### Problem statement
Repeat exactly each line of the data provided below.

— start Extracted data —

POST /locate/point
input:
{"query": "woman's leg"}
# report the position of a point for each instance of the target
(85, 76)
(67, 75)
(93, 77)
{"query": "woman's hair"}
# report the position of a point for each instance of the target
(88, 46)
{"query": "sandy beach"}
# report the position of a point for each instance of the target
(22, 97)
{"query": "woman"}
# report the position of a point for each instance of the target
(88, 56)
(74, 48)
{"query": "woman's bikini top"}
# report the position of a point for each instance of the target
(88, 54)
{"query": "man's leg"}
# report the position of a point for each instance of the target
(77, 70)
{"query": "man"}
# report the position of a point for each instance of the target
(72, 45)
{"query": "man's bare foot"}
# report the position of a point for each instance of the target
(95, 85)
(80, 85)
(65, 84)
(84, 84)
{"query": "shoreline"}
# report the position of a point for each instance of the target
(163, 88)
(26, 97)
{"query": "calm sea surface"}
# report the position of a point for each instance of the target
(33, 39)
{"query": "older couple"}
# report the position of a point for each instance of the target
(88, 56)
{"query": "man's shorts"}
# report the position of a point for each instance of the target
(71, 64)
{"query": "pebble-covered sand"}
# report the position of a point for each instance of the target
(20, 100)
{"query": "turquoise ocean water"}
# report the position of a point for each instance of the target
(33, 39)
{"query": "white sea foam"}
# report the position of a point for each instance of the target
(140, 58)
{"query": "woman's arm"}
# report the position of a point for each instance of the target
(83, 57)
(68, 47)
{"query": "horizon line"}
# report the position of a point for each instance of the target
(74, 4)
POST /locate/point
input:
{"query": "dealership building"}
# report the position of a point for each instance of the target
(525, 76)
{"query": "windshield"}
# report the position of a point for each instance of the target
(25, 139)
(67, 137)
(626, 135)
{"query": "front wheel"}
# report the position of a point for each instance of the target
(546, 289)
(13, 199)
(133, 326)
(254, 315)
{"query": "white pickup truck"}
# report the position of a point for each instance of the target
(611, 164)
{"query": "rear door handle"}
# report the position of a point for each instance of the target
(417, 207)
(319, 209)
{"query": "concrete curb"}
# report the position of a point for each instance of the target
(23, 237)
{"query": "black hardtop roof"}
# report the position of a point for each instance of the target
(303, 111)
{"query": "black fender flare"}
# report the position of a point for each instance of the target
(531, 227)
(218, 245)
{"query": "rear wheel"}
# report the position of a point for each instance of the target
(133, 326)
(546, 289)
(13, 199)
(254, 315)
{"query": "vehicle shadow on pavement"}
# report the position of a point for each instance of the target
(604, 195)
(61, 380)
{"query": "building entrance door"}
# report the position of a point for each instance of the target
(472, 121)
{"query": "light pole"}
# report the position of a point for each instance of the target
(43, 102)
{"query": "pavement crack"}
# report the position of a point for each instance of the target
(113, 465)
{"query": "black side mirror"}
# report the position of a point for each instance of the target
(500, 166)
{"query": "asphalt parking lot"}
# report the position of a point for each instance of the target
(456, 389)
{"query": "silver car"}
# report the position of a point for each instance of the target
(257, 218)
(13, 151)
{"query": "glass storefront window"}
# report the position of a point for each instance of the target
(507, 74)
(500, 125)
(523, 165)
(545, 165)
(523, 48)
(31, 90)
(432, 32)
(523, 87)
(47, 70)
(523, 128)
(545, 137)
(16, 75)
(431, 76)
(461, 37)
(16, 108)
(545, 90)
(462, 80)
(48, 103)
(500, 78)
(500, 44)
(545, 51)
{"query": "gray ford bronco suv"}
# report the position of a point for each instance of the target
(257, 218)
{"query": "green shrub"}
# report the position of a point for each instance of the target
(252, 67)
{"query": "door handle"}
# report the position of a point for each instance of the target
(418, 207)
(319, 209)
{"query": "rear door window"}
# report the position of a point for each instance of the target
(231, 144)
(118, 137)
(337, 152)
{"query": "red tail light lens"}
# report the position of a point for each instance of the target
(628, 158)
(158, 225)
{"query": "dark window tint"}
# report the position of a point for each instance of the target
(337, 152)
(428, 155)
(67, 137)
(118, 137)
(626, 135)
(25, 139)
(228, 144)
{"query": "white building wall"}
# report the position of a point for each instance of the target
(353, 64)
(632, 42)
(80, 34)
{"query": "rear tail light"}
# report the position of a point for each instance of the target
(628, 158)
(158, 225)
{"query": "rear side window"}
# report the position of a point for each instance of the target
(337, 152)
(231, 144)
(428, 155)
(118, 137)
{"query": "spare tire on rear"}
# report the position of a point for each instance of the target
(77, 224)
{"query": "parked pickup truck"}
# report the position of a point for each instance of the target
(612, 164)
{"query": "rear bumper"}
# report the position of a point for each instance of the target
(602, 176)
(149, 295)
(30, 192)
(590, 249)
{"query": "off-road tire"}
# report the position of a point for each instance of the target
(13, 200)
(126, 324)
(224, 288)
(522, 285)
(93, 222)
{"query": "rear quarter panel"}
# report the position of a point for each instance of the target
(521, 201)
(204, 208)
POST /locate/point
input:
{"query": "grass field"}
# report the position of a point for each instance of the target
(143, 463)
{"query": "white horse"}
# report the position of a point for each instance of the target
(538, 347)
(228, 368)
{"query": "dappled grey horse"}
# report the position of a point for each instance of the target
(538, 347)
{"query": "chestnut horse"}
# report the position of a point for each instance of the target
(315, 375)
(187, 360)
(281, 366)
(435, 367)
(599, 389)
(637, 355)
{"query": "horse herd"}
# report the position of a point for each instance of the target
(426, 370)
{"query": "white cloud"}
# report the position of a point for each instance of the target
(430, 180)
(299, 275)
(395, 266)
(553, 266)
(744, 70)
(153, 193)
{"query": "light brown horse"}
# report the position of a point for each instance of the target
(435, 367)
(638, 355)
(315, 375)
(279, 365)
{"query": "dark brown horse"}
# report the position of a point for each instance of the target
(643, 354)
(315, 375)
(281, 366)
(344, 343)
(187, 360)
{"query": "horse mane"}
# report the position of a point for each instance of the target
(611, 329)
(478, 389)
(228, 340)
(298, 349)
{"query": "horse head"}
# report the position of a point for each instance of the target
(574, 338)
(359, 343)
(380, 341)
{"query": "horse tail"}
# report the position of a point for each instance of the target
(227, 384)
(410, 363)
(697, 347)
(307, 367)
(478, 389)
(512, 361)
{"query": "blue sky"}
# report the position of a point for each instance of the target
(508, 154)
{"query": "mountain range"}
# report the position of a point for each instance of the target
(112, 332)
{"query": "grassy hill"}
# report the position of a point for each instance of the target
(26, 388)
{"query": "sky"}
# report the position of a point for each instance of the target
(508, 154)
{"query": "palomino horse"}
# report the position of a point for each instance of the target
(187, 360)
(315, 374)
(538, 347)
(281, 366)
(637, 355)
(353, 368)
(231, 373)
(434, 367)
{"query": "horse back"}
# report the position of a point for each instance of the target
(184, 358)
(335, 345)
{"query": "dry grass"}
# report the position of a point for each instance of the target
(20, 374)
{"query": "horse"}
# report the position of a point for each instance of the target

— end Extracted data —

### Reply
POST /locate/point
input:
{"query": "woman's leg"}
# report the position of a point for each instance of the target
(85, 76)
(67, 75)
(93, 77)
{"query": "woman's hair"}
# report the position of a point for each instance of the target
(88, 46)
{"query": "sandy beach"}
# report the position of a point for each instance of the target
(22, 97)
{"query": "woman"}
# report the position of a point for each instance of the target
(88, 56)
(74, 48)
{"query": "woman's bikini top"}
# report the position of a point for each instance of the target
(88, 54)
{"query": "man's leg"}
# report the position of a point for each instance of the target
(77, 70)
{"query": "man"}
# report the position of a point for each instance of the target
(72, 45)
{"query": "man's bare foot"}
# report the position of a point for each instance of the target
(95, 85)
(80, 85)
(65, 84)
(84, 84)
{"query": "shoreline"}
# report the position of a point for each instance of the target
(163, 88)
(26, 97)
{"query": "calm sea surface"}
# report the position of a point for each instance of the target
(33, 39)
{"query": "older couple"}
# report the position of a point for each instance of the target
(88, 56)
{"query": "man's shorts"}
# report the position of a point for each instance of the target
(71, 64)
{"query": "pebble-covered sand"}
# report the position of a point for each instance of the target
(20, 100)
{"query": "turquoise ocean water"}
# report the position of a point for each instance of the target
(33, 39)
{"query": "white sea foam"}
# report the position of a point for each instance of the target
(140, 58)
{"query": "woman's arm"}
# report the position of a point for each instance of the target
(83, 57)
(68, 47)
{"query": "horizon line"}
# report the position of a point for each instance of the target
(74, 4)
POST /locate/point
input:
{"query": "dealership building"}
# report the position of a point for each instance of the target
(525, 76)
{"query": "windshield"}
# report the position of a point for each instance of the target
(25, 139)
(67, 137)
(626, 135)
{"query": "front wheel"}
# report the position of a point for each instance of the target
(546, 289)
(13, 199)
(133, 326)
(254, 315)
{"query": "white pickup truck"}
# report the position of a point for each instance of the target
(611, 164)
{"query": "rear door handle"}
# report the position of a point for each instance of the target
(417, 207)
(319, 209)
{"query": "concrete curb"}
# report the position of a point for each instance of the target
(23, 237)
{"query": "black hardtop roof"}
# report the position of a point for each instance of the target
(303, 111)
{"query": "black fender flare"}
# report the position of a point for each instance of the target
(531, 227)
(218, 245)
{"query": "rear wheel"}
# report the position of a point for each instance of the target
(133, 326)
(546, 289)
(13, 199)
(254, 315)
{"query": "vehicle shadow on pavement"}
# report the position of a point for each instance of the target
(604, 195)
(61, 380)
{"query": "building entrance door"}
# report the position of a point for each instance of the target
(472, 121)
{"query": "light pole"}
# report the position of a point for each instance of the target
(43, 102)
{"query": "pavement crack"}
# report the position of a point for each instance of the target
(113, 465)
{"query": "black side mirror"}
# report the position of a point for each instance of the target
(500, 166)
{"query": "asphalt parking lot"}
# report the position of a point for each instance of the target
(456, 389)
{"query": "silver car"}
# report the position of a point for each instance of the target
(257, 218)
(13, 151)
{"query": "glass storefront window"}
# report the position of a point for each instance of the target
(507, 74)
(500, 125)
(523, 165)
(545, 165)
(523, 48)
(31, 90)
(432, 32)
(523, 87)
(47, 70)
(523, 128)
(545, 137)
(16, 75)
(431, 76)
(461, 37)
(16, 108)
(545, 90)
(462, 80)
(48, 103)
(500, 78)
(500, 44)
(545, 51)
{"query": "gray ford bronco suv"}
# report the position of a point for each instance of the target
(257, 218)
{"query": "green shrub"}
# report the position of a point for each instance of the target
(252, 67)
{"query": "door handle"}
# report the position of a point for each instance of the target
(418, 207)
(319, 209)
{"query": "rear door window"}
# report the position of a point for each instance of the target
(231, 144)
(118, 137)
(337, 152)
{"query": "red tail light lens"}
# report the position of a point for each instance of the target
(628, 158)
(158, 225)
{"query": "dark window tint"}
# report the position of a point for each instance of the target
(337, 152)
(428, 155)
(67, 137)
(118, 137)
(626, 135)
(25, 139)
(228, 144)
{"query": "white building wall"}
# report the position of a point for each instance of the target
(353, 64)
(632, 42)
(80, 34)
{"query": "rear tail light"}
# report the position of a point for each instance of the target
(628, 158)
(158, 225)
{"query": "rear side window"}
# report the position of a point for each instance of the target
(337, 152)
(231, 144)
(428, 155)
(118, 137)
{"query": "spare tire on rear"}
# report the position of a point for each instance of the target
(77, 224)
{"query": "parked pickup truck"}
# report the position of a point for each instance of the target
(612, 164)
{"query": "rear bumper"}
# report the position of a point for each instance of the target
(602, 176)
(149, 295)
(30, 192)
(590, 249)
{"query": "off-road tire"}
# report the position of a point for each instance of the target
(13, 200)
(126, 324)
(224, 288)
(522, 285)
(93, 222)
{"query": "rear quarter panel"}
# report the position of a point for each instance of the target
(521, 201)
(204, 208)
POST /locate/point
input:
{"query": "grass field"}
# report the position of a point for each instance of the target
(143, 463)
{"query": "white horse"}
# report the position of a point for each instance of the target
(538, 347)
(228, 368)
{"query": "dappled grey horse"}
# report the position of a point for each instance of the target
(538, 347)
{"query": "chestnut horse"}
# report the position of a point for each instance of the target
(315, 375)
(187, 360)
(281, 366)
(435, 367)
(599, 389)
(637, 355)
{"query": "horse herd"}
# report the position of a point for each instance of the target
(426, 370)
{"query": "white cloud"}
# report the position of a point for each instance of the target
(430, 180)
(299, 275)
(395, 266)
(553, 266)
(744, 70)
(153, 193)
{"query": "light brown horse"}
# report the position of a point for each instance of the target
(435, 367)
(638, 355)
(315, 375)
(279, 365)
{"query": "dark brown horse"}
# report the position of a point for each instance of the target
(643, 354)
(315, 375)
(281, 366)
(344, 343)
(187, 360)
{"query": "horse mane"}
# report the position of a point for each instance of the target
(611, 329)
(478, 389)
(228, 340)
(298, 349)
{"query": "horse head"}
# report the position of a point for each instance of the target
(574, 338)
(359, 343)
(380, 341)
{"query": "horse tail"}
# report the position of a point for each instance of the target
(227, 384)
(410, 363)
(697, 347)
(307, 367)
(478, 389)
(512, 361)
{"query": "blue sky"}
# report the position of a point for each instance of the target
(508, 154)
{"query": "mountain range"}
# report the position of a point for each instance of the target
(112, 332)
{"query": "grassy hill"}
# report the position of a point for each instance of the target
(26, 388)
{"query": "sky"}
# report the position of a point for each instance of the target
(508, 154)
{"query": "palomino horse"}
# report the position of a point for each instance of the target
(187, 360)
(315, 374)
(538, 347)
(281, 366)
(637, 355)
(353, 368)
(231, 373)
(434, 367)
{"query": "horse back"}
# report the position of a point for each instance of the target
(184, 358)
(335, 345)
{"query": "dry grass"}
# report the position of a point for each instance of the target
(20, 374)
{"query": "horse"}
# report the position of a point for each instance of the target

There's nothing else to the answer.